#### Required tasks
1. Please retype the stretch of the preferential hyperacuity perimetry text from "- Purpose: identify" through "type of perimetry." with no changes.
2. According to the preferential hyperacuity perimetry text, how many times more sensitive than visual acuity is visual hyperacuity, at minimum?

#### Document extract
*** Block opens ***
- Purpose: identify and quantify visual abnormalities

= Preferential hyperacuity perimetry =

Psychophysical test

Preferential hyperacuity perimetry (PHP) is a psychophysical test used to identify and quantify visual abnormalities such as metamorphopsia and scotoma. It is a type of perimetry.

==Background==
Vision abnormalities such as metamorphopsia (distortions) and scotoma are symptoms of retinal diseases such as macular degeneration. In advanced stages of the disease, photoreceptor cells may be irreversibly damaged. Hence, if not treated, macular degeneration may lead to blindness. Awareness to early changes in vision, especially in high risk patients, leads to early treatment (such as intravitreal injection of anti-VEGF factors, e.g. bevacizumab or ranibizumab) and prevents loss of vision. Because of complex brain mechanisms such as filling-in, patients with small and peripheral defects in their vision are often unaware of such changes until late stages in the disease. Another problem is that minute visual aberrations can be normal and therefore should be distinguished from genuine visual abnormalities. Preferential hyperacuity perimetry (PHP) is a technology that bypasses filling-in and quantifies the extent of visual abnormalities.

==Technology==
PHP takes advantage of visual hyperacuity, also known as vernier acuity—the ability to identify the misalignment of visual objects. Visual hyperacuity is at least 10 times more sensitive than visual acuity, the ability to separate between distinct objects. Therefore, in retinal diseases such as macular degeneration responses to hyperacuity stimuli may be abnormal long before any changes in visual acuity are observed. Another key element in PHP technology relies on the competition principle. According to this principle, visual attention is preferably attracted to the larger object. When two stimuli, which are different in size, are simultaneously and briefly displayed, the observer is more likely to perceive the larger of the two, while missing the other.
*** Block closes ***
#### Dataset extract
*** Block opens ***
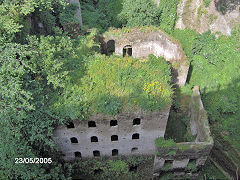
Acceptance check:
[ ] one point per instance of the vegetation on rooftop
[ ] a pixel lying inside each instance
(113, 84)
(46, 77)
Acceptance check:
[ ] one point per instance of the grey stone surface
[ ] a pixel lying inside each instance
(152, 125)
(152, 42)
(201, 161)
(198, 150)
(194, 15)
*** Block closes ***
*** Block opens ***
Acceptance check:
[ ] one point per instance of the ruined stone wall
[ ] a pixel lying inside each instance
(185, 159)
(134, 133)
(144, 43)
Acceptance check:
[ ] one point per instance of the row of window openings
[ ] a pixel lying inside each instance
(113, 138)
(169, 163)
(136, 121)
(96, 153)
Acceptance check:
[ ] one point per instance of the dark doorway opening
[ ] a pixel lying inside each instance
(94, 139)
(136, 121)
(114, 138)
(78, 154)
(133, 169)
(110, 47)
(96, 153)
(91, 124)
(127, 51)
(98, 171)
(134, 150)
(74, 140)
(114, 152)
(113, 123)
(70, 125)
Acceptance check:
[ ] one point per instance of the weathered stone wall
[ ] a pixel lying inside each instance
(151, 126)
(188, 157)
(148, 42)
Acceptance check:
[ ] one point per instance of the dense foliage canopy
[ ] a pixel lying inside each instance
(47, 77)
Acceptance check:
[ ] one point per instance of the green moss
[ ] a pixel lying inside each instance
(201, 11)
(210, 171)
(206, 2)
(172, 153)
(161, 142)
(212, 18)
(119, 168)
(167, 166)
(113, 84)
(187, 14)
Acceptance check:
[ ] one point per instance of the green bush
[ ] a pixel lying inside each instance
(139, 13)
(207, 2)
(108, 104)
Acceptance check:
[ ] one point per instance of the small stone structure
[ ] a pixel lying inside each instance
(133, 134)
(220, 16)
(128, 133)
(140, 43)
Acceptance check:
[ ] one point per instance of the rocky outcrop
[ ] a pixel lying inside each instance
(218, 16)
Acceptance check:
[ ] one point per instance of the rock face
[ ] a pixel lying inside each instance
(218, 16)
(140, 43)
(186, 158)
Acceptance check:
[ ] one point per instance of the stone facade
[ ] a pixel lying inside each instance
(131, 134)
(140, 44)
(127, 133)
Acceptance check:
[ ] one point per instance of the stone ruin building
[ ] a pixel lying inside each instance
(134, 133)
*** Block closes ***
#### Written answers
1.
- Purpose: identify and quantify visual abnormalities

= Preferential hyperacuity perimetry =

Psychophysical test

Preferential hyperacuity perimetry (PHP) is a psychophysical test used to identify and quantify visual abnormalities such as metamorphopsia and scotoma. It is a type of perimetry.

2. At least 10 times more sensitive.